Object detection data:
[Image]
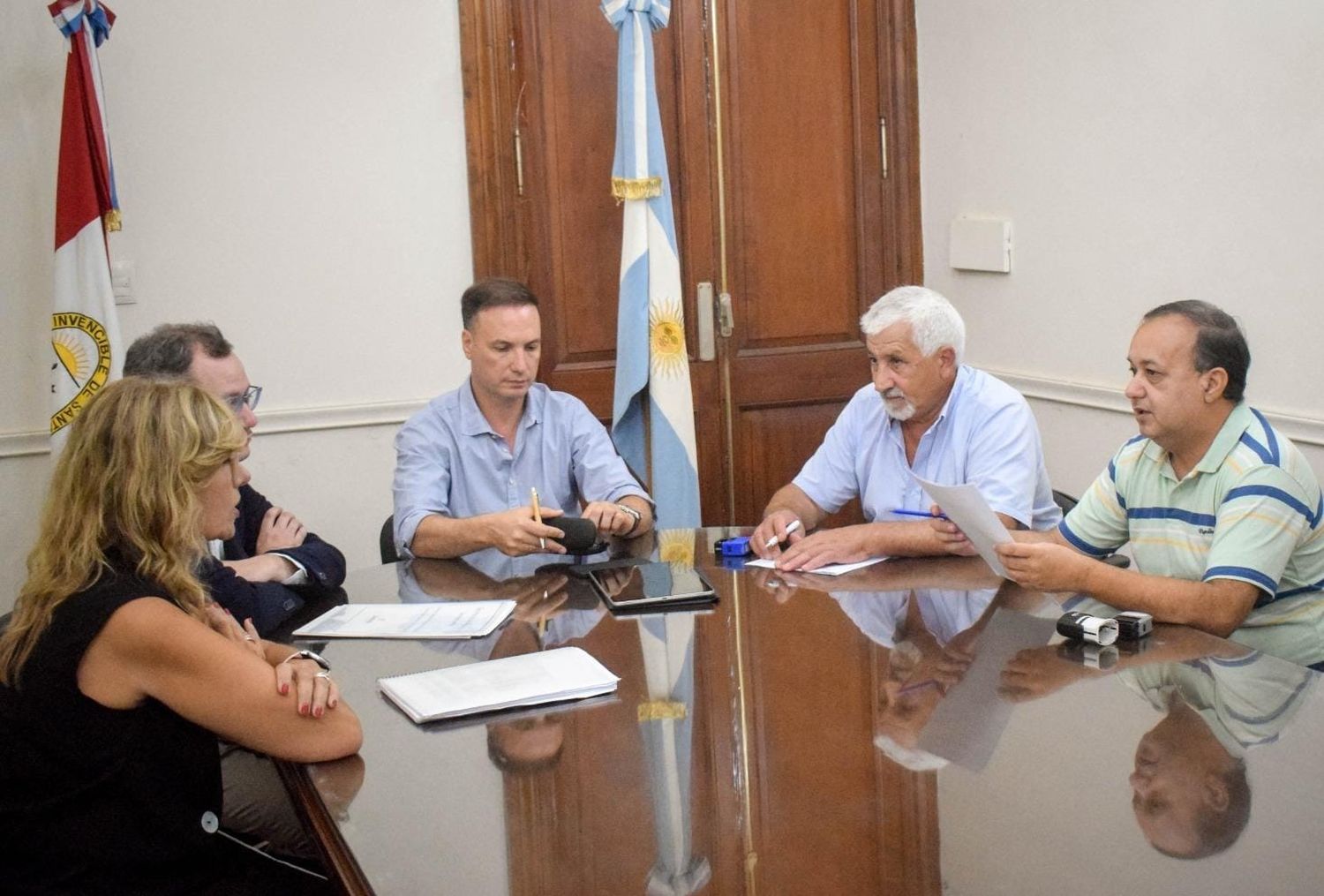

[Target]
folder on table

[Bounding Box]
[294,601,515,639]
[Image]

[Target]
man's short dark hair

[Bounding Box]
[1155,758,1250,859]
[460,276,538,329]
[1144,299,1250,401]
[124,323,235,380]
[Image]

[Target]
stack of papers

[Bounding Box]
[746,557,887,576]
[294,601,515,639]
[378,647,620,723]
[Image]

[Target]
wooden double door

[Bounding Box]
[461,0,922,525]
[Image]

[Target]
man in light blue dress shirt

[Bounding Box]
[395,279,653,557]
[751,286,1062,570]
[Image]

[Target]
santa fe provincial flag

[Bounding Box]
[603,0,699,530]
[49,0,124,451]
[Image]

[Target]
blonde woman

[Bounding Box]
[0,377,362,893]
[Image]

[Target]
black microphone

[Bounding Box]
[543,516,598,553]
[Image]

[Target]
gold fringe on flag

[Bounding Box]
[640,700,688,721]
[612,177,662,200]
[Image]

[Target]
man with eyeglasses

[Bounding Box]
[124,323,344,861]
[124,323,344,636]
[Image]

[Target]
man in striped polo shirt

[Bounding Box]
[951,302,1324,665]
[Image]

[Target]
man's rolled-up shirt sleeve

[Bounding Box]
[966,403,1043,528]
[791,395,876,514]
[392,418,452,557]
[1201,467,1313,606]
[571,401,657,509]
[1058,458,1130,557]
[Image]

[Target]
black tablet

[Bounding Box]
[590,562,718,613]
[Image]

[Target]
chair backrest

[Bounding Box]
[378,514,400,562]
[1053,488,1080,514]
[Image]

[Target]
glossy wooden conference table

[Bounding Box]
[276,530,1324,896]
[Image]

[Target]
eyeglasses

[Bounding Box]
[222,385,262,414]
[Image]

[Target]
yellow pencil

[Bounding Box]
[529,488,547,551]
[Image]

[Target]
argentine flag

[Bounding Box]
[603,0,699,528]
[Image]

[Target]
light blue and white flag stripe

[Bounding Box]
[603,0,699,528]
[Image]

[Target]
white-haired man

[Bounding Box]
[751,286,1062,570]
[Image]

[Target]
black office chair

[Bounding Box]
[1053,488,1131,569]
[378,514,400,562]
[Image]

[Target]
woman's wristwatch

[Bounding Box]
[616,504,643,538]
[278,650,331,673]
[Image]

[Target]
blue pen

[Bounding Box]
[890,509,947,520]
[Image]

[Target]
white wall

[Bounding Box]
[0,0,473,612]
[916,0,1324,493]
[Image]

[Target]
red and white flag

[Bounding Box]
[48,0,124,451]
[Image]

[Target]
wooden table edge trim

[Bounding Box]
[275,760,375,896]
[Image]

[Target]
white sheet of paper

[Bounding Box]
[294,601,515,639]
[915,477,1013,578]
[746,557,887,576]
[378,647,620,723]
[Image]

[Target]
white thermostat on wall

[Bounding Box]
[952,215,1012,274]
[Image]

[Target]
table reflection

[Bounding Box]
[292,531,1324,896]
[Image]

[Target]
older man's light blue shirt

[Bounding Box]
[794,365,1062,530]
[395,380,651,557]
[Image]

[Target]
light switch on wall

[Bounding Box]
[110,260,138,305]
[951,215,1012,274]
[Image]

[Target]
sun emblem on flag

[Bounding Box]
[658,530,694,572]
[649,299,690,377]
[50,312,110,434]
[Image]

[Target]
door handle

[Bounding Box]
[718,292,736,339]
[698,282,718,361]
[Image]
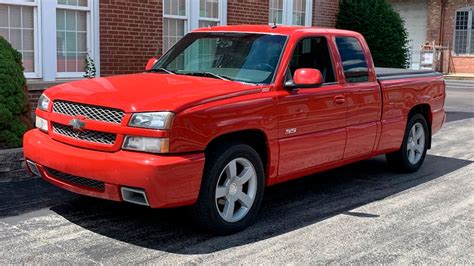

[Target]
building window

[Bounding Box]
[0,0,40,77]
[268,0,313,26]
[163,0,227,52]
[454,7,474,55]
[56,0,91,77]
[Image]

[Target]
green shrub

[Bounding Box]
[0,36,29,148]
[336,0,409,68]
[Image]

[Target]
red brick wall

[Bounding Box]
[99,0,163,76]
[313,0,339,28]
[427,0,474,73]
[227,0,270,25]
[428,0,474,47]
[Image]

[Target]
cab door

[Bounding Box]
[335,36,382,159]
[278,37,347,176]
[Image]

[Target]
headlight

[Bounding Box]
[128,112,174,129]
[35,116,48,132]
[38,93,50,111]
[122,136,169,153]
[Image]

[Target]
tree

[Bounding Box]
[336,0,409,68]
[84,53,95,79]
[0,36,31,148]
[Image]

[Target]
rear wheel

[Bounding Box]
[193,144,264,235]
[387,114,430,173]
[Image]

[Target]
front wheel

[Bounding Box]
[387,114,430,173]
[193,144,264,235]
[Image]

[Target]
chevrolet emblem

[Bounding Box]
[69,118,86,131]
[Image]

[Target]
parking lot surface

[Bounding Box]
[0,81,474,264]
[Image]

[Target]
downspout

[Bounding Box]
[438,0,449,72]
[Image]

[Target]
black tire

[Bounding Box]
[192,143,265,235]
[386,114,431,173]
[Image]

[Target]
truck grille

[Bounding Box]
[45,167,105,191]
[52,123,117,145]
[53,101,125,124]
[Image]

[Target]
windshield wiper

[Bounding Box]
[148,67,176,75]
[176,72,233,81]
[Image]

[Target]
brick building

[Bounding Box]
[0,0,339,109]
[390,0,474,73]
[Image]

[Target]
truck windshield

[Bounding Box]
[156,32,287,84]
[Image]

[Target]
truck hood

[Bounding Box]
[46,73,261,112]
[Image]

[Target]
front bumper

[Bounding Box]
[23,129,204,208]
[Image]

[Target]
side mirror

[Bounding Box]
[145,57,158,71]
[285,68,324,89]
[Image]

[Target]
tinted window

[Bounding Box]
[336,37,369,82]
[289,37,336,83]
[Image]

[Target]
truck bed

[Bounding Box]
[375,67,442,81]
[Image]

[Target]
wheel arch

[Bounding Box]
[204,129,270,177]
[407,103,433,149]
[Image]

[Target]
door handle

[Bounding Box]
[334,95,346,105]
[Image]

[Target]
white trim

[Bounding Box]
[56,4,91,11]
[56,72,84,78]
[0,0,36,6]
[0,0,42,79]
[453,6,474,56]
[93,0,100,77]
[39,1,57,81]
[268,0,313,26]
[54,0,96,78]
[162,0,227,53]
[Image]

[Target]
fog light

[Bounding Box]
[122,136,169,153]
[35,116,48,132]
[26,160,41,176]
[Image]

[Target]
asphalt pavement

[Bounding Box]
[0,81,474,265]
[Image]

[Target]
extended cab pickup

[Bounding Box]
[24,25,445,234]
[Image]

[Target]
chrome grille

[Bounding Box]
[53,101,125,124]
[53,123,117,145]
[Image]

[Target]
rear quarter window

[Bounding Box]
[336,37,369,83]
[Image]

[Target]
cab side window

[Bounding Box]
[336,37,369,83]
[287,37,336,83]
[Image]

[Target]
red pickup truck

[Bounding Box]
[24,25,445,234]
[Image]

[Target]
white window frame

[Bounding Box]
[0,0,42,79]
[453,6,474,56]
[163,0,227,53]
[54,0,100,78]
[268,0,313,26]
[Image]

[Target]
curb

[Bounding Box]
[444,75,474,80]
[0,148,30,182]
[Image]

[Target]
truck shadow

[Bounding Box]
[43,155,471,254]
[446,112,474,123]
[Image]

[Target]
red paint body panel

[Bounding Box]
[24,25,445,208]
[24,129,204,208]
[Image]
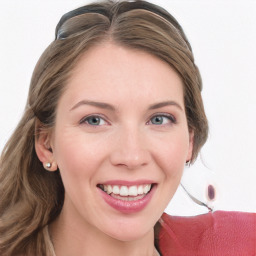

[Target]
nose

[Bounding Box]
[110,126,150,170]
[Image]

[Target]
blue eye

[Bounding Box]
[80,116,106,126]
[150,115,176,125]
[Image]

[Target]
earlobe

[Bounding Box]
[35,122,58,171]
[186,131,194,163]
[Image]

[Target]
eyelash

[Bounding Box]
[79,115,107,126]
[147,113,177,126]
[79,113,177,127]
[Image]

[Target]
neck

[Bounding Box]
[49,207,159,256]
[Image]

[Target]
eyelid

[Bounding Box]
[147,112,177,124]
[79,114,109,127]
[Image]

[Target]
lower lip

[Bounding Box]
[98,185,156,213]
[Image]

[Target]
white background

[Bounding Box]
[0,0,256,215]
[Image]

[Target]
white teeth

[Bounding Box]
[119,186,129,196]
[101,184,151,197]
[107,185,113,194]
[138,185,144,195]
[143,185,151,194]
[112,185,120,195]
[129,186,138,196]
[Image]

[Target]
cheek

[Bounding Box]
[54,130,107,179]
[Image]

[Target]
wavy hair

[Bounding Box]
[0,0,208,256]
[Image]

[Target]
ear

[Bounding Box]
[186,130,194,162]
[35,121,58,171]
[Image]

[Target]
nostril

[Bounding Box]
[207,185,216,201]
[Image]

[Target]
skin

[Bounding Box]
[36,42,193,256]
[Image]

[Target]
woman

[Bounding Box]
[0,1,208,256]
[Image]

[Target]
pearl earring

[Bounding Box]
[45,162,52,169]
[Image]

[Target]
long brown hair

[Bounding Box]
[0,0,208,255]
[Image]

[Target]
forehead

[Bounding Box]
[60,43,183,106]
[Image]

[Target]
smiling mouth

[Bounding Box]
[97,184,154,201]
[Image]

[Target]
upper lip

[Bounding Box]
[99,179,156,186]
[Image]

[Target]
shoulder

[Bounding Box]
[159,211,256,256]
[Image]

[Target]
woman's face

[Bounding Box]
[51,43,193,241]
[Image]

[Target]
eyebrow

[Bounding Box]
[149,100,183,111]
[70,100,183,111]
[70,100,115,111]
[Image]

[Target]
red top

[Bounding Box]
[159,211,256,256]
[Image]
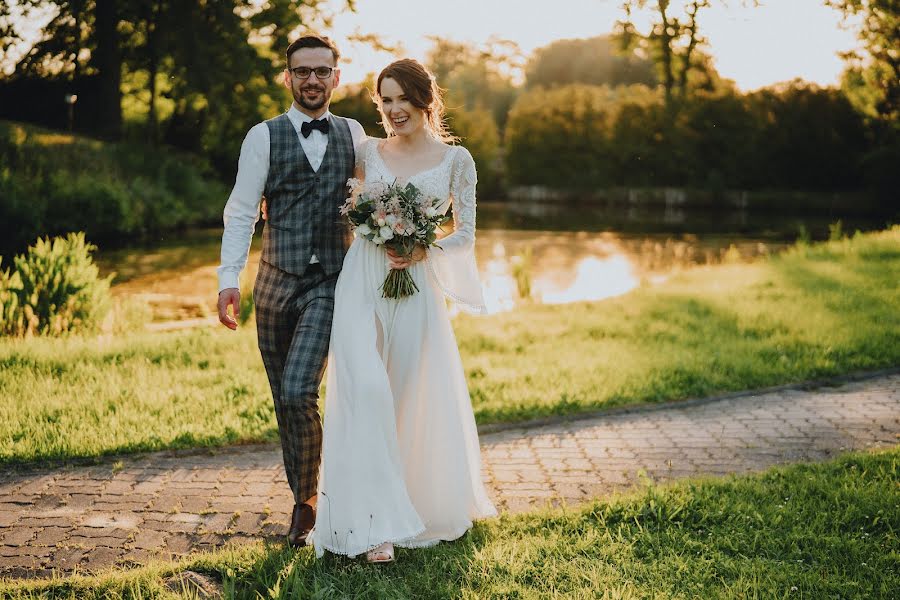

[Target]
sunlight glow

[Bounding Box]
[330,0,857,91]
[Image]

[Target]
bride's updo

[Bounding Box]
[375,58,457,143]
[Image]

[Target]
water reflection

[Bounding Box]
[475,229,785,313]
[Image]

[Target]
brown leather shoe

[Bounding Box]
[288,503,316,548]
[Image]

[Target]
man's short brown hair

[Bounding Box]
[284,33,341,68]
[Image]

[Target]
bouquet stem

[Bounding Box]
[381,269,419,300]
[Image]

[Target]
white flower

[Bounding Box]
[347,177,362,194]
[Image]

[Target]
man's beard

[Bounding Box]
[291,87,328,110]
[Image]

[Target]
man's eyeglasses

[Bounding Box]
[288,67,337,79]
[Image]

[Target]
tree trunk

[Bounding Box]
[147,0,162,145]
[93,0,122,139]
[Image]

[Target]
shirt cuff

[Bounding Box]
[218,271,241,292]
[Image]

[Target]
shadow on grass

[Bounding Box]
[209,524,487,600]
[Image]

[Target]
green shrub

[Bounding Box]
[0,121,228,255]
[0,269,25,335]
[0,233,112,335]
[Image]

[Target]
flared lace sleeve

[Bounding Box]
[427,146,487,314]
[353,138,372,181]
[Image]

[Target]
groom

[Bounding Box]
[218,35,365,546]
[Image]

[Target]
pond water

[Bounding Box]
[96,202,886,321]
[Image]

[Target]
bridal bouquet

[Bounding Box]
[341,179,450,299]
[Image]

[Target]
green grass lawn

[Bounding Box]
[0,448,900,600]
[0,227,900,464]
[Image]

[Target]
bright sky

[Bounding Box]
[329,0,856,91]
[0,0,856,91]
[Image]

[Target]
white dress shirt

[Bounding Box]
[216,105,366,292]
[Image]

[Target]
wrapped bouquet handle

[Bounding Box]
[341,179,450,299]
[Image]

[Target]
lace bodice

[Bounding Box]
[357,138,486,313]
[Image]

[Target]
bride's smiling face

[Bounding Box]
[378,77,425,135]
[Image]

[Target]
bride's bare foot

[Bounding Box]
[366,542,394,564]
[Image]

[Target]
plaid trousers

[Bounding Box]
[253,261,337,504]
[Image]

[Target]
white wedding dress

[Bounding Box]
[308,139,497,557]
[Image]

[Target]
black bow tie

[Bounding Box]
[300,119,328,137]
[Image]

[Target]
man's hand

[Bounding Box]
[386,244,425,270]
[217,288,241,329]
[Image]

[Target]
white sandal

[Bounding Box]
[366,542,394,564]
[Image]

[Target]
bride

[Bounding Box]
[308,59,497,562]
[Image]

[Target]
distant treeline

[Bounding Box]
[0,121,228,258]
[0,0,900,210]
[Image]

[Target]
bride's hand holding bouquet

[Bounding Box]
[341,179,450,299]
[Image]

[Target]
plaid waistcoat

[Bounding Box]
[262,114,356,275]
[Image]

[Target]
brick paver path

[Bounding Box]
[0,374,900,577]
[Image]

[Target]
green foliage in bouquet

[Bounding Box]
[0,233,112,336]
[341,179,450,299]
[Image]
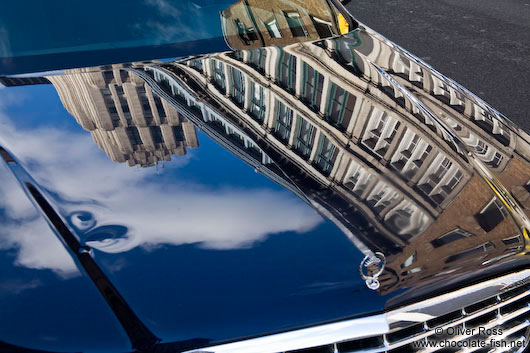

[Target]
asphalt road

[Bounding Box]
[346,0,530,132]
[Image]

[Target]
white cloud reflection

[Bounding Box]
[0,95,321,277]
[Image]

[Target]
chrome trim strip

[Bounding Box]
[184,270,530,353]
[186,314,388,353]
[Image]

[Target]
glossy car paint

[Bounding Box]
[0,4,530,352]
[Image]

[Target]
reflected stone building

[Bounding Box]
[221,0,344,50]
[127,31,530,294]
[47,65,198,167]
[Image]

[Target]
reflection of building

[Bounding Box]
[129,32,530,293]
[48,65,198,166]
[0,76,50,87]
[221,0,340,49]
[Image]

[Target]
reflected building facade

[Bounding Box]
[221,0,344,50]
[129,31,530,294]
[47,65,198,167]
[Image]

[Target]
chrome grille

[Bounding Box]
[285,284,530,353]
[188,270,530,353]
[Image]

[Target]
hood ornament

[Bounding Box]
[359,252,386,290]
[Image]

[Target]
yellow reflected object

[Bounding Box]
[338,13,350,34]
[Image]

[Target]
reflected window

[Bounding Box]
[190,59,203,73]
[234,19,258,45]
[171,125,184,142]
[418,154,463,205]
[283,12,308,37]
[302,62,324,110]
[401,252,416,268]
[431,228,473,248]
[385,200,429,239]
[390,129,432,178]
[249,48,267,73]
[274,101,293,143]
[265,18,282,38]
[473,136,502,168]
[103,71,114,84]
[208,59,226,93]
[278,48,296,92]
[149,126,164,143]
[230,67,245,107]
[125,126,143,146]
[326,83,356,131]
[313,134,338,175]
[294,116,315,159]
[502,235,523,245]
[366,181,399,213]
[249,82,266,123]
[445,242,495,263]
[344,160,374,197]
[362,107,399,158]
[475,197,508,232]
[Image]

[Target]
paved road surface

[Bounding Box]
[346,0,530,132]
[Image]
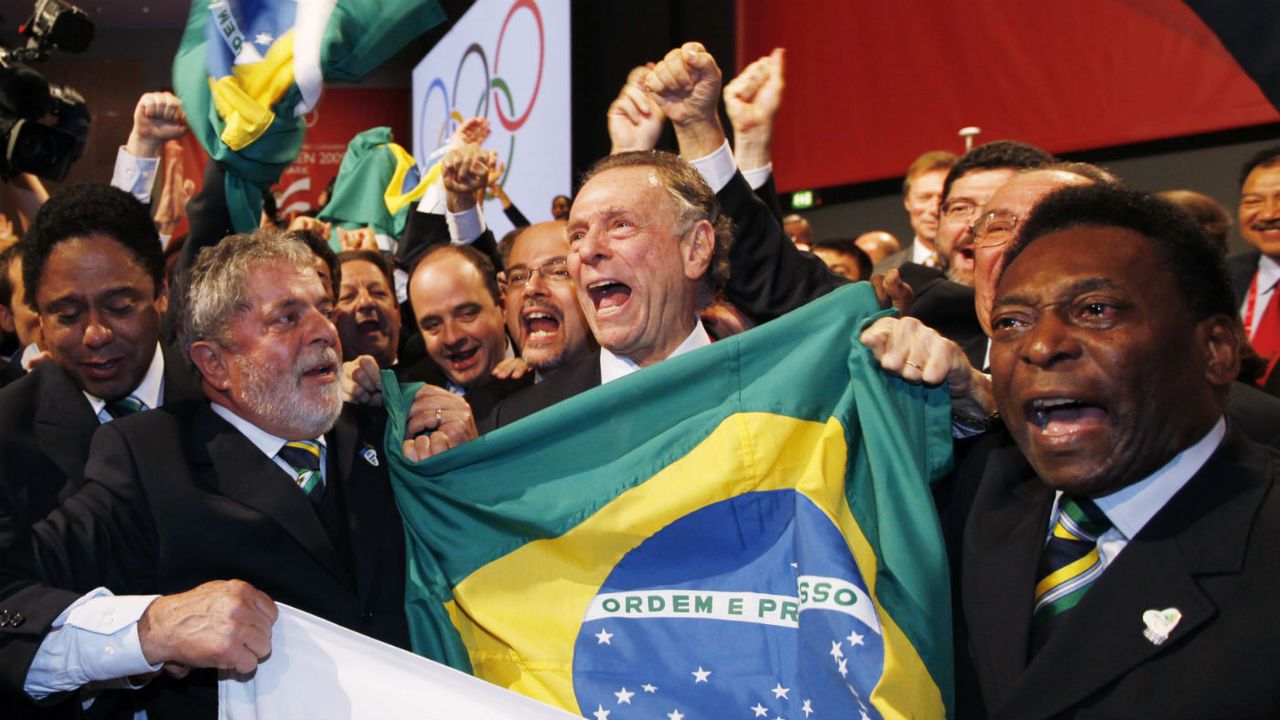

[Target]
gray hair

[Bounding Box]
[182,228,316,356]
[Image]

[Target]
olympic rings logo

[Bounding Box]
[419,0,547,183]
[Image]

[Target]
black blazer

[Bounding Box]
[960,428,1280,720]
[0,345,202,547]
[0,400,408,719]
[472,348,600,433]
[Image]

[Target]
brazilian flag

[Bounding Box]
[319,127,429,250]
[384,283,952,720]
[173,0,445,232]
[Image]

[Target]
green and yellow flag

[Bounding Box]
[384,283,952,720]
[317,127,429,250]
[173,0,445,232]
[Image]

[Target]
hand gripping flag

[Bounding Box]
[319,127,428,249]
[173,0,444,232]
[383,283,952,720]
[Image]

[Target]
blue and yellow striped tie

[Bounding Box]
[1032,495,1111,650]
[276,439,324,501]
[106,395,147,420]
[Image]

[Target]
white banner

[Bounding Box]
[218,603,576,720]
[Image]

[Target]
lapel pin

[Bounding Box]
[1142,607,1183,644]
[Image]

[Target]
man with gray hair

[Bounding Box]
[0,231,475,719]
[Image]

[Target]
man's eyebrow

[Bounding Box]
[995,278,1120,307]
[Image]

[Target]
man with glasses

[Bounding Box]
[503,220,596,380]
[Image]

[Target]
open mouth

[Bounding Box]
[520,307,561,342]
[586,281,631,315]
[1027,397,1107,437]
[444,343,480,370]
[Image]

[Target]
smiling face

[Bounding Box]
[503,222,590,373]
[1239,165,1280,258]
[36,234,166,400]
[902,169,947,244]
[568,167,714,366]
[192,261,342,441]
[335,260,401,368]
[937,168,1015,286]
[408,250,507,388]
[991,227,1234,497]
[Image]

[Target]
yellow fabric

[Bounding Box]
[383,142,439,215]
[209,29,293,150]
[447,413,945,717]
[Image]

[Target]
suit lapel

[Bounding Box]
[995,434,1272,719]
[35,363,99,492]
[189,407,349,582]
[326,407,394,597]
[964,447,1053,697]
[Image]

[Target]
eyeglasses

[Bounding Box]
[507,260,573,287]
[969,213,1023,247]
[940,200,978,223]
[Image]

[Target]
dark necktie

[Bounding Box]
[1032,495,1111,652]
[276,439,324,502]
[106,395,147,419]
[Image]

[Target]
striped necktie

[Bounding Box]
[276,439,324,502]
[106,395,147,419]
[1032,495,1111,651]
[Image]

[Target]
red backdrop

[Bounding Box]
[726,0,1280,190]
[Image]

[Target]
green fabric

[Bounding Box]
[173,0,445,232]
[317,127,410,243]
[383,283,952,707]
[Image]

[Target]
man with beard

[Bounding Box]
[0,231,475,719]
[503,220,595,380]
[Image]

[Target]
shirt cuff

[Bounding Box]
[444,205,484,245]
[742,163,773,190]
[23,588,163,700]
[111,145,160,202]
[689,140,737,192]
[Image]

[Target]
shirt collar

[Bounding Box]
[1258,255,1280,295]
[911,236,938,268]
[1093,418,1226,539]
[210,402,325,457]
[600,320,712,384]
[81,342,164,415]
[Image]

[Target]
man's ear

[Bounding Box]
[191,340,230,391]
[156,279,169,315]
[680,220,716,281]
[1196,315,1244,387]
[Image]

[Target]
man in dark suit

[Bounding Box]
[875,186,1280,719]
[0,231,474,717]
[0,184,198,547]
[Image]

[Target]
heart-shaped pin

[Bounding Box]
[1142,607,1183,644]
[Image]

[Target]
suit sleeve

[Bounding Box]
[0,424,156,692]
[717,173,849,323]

TASK DETAILS: List every line of the material above that contains the word "door".

THE REPLY:
wooden double door
door handle
cab door
door handle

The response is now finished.